Extracted data >>
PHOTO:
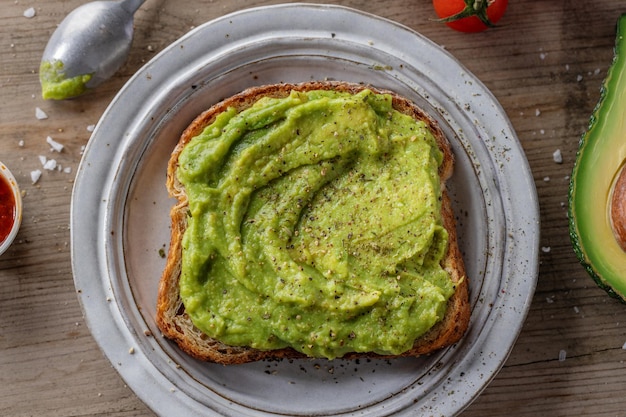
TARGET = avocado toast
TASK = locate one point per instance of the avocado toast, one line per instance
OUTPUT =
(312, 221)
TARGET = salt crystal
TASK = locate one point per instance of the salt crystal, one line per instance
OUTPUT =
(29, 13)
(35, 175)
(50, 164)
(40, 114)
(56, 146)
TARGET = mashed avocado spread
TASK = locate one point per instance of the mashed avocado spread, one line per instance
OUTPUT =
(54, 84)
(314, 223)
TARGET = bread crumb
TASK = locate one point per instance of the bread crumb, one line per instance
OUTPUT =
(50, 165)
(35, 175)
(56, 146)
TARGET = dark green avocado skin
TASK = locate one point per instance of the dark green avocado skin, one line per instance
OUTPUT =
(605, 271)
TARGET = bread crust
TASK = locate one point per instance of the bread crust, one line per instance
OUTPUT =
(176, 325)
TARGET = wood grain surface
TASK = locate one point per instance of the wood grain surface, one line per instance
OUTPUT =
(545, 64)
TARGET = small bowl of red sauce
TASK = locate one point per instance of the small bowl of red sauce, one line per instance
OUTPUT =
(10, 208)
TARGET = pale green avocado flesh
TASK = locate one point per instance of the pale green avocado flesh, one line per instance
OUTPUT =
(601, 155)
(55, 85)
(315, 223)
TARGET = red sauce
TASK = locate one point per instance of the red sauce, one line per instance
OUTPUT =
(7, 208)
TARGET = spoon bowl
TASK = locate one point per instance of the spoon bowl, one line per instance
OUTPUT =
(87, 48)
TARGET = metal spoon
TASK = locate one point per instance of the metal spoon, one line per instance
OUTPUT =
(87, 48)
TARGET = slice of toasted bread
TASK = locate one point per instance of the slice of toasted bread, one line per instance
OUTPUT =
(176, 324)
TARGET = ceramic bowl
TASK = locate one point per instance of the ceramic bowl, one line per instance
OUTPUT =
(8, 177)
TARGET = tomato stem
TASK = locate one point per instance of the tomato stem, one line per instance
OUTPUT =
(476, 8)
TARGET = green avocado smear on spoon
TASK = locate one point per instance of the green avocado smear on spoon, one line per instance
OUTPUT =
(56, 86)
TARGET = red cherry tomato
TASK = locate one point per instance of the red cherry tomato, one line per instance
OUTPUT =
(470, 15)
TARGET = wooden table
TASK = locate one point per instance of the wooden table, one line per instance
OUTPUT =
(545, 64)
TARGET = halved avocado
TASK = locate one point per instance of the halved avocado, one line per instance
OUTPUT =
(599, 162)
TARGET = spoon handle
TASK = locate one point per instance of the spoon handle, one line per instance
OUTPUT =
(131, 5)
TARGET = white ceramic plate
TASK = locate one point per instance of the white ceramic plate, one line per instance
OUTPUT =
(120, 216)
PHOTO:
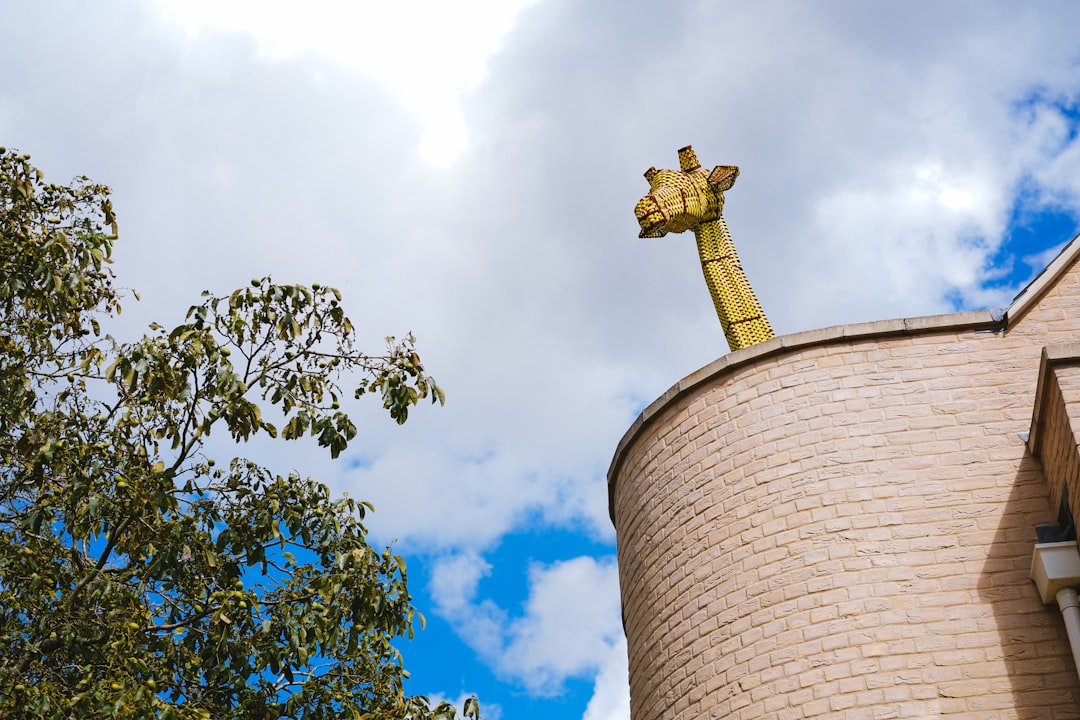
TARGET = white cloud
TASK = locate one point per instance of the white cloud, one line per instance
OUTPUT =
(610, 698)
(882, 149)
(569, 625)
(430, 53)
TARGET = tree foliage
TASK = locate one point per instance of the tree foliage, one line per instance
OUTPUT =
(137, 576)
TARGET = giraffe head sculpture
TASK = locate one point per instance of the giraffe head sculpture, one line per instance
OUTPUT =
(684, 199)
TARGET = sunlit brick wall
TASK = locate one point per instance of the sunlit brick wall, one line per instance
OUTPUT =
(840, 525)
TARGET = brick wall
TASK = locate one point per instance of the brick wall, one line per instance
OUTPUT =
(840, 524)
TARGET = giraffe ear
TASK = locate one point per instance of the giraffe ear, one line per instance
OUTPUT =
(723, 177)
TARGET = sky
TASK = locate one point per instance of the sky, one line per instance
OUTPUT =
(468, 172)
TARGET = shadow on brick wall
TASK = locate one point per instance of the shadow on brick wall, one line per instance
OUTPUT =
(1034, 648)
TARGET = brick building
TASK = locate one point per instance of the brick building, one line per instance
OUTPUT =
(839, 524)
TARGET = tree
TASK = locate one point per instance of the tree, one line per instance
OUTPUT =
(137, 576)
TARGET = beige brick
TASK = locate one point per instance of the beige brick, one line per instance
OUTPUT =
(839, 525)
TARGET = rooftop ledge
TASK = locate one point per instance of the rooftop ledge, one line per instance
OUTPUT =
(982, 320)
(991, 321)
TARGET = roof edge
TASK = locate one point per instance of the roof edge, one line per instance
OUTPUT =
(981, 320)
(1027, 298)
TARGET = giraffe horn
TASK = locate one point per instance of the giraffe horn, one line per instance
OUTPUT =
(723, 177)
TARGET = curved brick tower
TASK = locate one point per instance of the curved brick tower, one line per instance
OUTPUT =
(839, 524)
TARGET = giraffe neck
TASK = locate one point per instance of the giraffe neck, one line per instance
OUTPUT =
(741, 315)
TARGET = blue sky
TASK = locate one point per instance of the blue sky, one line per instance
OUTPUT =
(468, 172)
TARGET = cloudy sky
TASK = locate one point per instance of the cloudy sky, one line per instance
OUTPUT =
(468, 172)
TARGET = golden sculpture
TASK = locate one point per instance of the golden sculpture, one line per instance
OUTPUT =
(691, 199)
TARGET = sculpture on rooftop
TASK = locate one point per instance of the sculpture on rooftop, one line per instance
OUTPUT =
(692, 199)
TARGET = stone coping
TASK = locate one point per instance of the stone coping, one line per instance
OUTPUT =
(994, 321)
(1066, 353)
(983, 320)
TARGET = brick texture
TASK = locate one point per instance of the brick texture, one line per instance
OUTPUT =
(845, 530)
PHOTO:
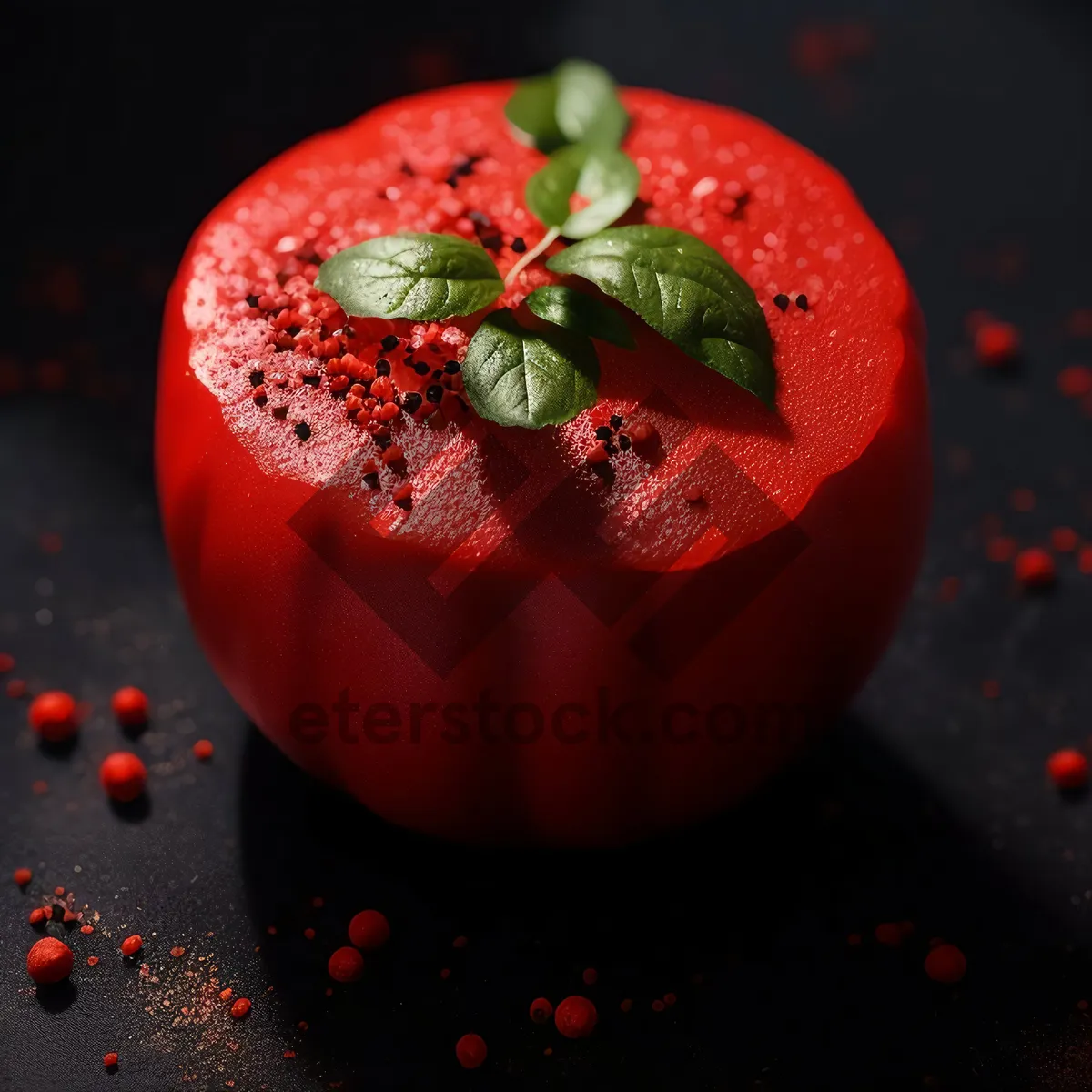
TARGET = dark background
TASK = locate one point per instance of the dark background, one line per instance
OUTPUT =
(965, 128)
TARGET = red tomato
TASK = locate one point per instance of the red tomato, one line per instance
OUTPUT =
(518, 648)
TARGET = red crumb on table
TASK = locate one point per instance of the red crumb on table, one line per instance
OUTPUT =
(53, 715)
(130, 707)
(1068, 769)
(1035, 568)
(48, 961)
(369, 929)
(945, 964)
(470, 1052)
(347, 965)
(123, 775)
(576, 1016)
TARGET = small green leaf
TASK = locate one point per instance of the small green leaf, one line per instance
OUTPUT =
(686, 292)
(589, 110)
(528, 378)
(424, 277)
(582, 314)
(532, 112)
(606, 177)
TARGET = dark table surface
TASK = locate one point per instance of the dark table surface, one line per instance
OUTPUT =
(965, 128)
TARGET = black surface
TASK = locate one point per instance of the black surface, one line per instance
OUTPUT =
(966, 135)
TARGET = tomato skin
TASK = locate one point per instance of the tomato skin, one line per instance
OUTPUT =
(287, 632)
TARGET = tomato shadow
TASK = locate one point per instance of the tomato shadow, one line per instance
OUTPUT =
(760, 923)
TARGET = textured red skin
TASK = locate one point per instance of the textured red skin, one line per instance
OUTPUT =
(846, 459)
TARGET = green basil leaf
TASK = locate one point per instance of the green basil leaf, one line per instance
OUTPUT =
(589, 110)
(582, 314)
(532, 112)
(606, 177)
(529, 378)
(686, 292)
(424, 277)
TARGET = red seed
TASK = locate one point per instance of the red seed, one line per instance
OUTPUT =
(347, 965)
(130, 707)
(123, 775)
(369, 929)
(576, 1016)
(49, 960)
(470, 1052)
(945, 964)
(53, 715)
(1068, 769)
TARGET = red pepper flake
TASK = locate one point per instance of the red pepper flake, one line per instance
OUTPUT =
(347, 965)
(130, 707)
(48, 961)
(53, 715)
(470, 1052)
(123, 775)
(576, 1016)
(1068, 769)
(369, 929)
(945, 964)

Task statement >>
An exact transcription of all the entries is required, without the pictures.

The reply >>
PHOTO:
TARGET = avocado toast
TASK = locate one point per instance of the avocado toast, one line per instance
OUTPUT =
(312, 221)
TARGET = salt crystal
TASK = locate one point per instance of the salt crystal, one line per instance
OUTPUT =
(29, 13)
(35, 175)
(50, 164)
(40, 114)
(56, 146)
TARGET = mashed avocado spread
TASK = locate one point per instance of the mashed avocado spread, one line per instance
OUTPUT =
(54, 84)
(314, 223)
TARGET = bread crumb
TASK = locate one point per instance of the bread crumb, one line per instance
OUTPUT =
(50, 165)
(35, 175)
(56, 146)
TARGET = dark green avocado skin
TASK = locate one point per instance of the dark green avocado skin, one line per instance
OUTPUT =
(605, 271)
TARGET = bread crust
TASK = locate one point per instance of the bread crust, one line per instance
OUTPUT =
(176, 325)
TARGET = wood grain surface
TASK = locate one point per instance of the wood grain surface, one line per instance
OUTPUT =
(545, 64)
TARGET = small bowl of red sauce
TASK = locate one point per instance of the small bowl of red sauce, one line per instance
OUTPUT =
(10, 208)
TARGET = pale green avocado flesh
TASK = locate one point per instance of the pale green avocado flesh, one line per instance
OUTPUT =
(601, 155)
(55, 85)
(315, 223)
TARGET = red sauce
TASK = locate one point per instance of the red sauce, one line per instance
OUTPUT =
(7, 208)
TARGET = spoon bowl
TASK = locate one point per instance of the spoon bowl, one line per instance
OUTPUT =
(87, 48)
TARGET = metal spoon
TASK = locate one point per instance of the metal spoon, one line per instance
OUTPUT =
(87, 48)
TARGET = slice of toasted bread
TASK = locate one point per instance of the slice of toasted bread, one line per instance
OUTPUT =
(176, 324)
TARGET = ceramic bowl
TASK = locate one point per instance of the ceramic bowl, one line per instance
OUTPUT =
(8, 177)
TARGET = tomato stem
TASK = locate one point per instance of the tomato stem, one line per instance
OUTPUT =
(476, 8)
TARGET = green avocado smear on spoon
TASK = locate one point per instance of the green avocado smear on spoon, one line per instance
OUTPUT =
(56, 86)
TARGET = red cherry tomato
TASK = locate one point per instance of the red cherry tomato, one line per instance
OUTPUT =
(470, 15)
TARGET = wooden table
TASK = locate one point per instance of the wooden table, one line per instance
OUTPUT =
(545, 64)
TARGET = halved avocado
TASK = locate one point per instance of the halved avocado, one line per instance
OUTPUT =
(599, 162)
TARGET = spoon handle
TASK = locate one point per instance of the spoon handle, one line per instance
OUTPUT =
(131, 5)
TARGET = white ceramic plate
TASK = locate one point per instance of the white ceramic plate, one line per instance
OUTPUT =
(120, 216)
PHOTO:
TARGET = white cloud
TASK = locate one point per instance of the white cloud, one line per instance
OUTPUT =
(610, 698)
(882, 149)
(569, 625)
(430, 53)
TARGET = tree foliage
TASK = locate one point per instance of the tree foliage, one line per instance
OUTPUT =
(137, 576)
TARGET = giraffe head sculpture
TASK = locate one point per instance of the giraffe head sculpture, one line per instance
OUTPUT =
(684, 199)
TARGET = sunlit brick wall
TASK = locate one point per instance of the sunlit brick wall, one line per instance
OUTPUT =
(840, 525)
TARGET = brick wall
TASK = locate one point per instance of the brick wall, one line per instance
OUTPUT =
(840, 524)
TARGET = giraffe ear
TASK = locate one point per instance of the giraffe ear, one line per instance
OUTPUT =
(723, 177)
TARGET = sky
TASK = locate one point per instance of the sky, one line per instance
OUTPUT =
(468, 172)
TARGET = shadow on brick wall
TASK = locate one point per instance of the shadow on brick wall, one line per instance
OUTPUT =
(1034, 648)
TARGET = brick building
TASK = locate one point per instance of the brick building, one line per instance
OUTPUT =
(839, 524)
TARGET = tree
TASK = locate one point per instance of the tree, one line per instance
OUTPUT =
(137, 576)
TARGET = beige brick
TASK = locate one point per instance of the beige brick, one line per instance
OUTPUT =
(839, 525)
TARGET = rooftop ledge
TASK = locate one point per instance of the rooftop ledge, one line per instance
OUTPUT =
(982, 320)
(991, 321)
TARGET = roof edge
TASK = locate one point per instance of the roof edge, one line per instance
OUTPUT =
(981, 320)
(1027, 298)
TARGET = giraffe horn
TASK = locate one point per instance of the giraffe horn, one line per instance
OUTPUT =
(723, 177)
TARGET = curved brick tower
TASK = locate one point per instance of the curved brick tower, one line per instance
OUTPUT =
(839, 524)
TARGET = giraffe neck
TASK = locate one point per instance of the giraffe neck, one line per instance
OUTPUT =
(741, 315)
TARGET = blue sky
TASK = locate one point per instance of the blue sky, one line per instance
OUTPUT =
(468, 172)
TARGET = cloudy sky
TASK = locate one point per instance of the cloudy sky, one line per instance
OUTPUT =
(468, 172)
TARGET = golden sculpture
TASK = locate one point per instance of the golden sculpture, one line per instance
OUTPUT =
(691, 199)
TARGET = sculpture on rooftop
TASK = locate one point per instance of the sculpture on rooftop, one line per instance
OUTPUT =
(692, 199)
TARGET = stone coping
TASK = locate one point per instance of the stone coping, one line per instance
OUTPUT =
(994, 321)
(1066, 353)
(983, 320)
TARGET = brick texture
TASK = locate one point per instance of the brick texture, one line per instance
OUTPUT =
(845, 530)
PHOTO:
TARGET = dark background
TASK = locate one point per instance of the dark background, one line per instance
OUTPUT =
(965, 128)
TARGET = red tomato
TASK = locate one point per instance of the red tomato, one line per instance
OUTPUT =
(518, 648)
TARGET = red crumb on table
TASK = locate one point per instance of the red crumb on table, one line per instance
OUTPUT =
(53, 715)
(130, 707)
(1068, 769)
(1035, 568)
(48, 961)
(369, 929)
(945, 964)
(470, 1052)
(347, 965)
(123, 775)
(576, 1016)
TARGET = small green leaf
TASK = locate one point per instance of the small green leaf, one line per instance
OUTPUT =
(686, 292)
(589, 110)
(528, 378)
(424, 277)
(582, 314)
(532, 112)
(606, 177)
TARGET = dark table surface
TASK = locate one point per instance of the dark table surface, one line per instance
OUTPUT =
(965, 128)
TARGET = black surface
TASK = locate one point per instance of the black surface, one line per instance
OUTPUT =
(966, 135)
TARGET = tomato skin
TASK = locate one point per instance of the tomato skin, one line per instance
OUTPUT =
(287, 632)
TARGET = tomato shadow
TASK = locate one point per instance of the tomato shadow, one line per instance
OUTPUT =
(760, 923)
TARGET = textured red skin
TASK = locate one point per instance of the textured red skin, one line per instance
OUTPUT =
(846, 459)
TARGET = green basil leaf
TASK = locate one point per instance of the green basil leaf, one line per instance
OUTPUT =
(589, 110)
(582, 314)
(532, 112)
(606, 177)
(529, 378)
(686, 292)
(424, 277)
TARGET = red seed
TASK = locate one point per instance of the red seed, one line per instance
OUTPUT =
(347, 965)
(130, 707)
(123, 775)
(369, 929)
(576, 1016)
(49, 960)
(470, 1052)
(945, 964)
(53, 715)
(1068, 769)
TARGET = red pepper flake
TASK = locate one point per instance of the red pepper flake, one line per instance
OUTPUT =
(347, 965)
(130, 707)
(48, 961)
(53, 715)
(470, 1052)
(123, 775)
(576, 1016)
(1068, 769)
(369, 929)
(945, 964)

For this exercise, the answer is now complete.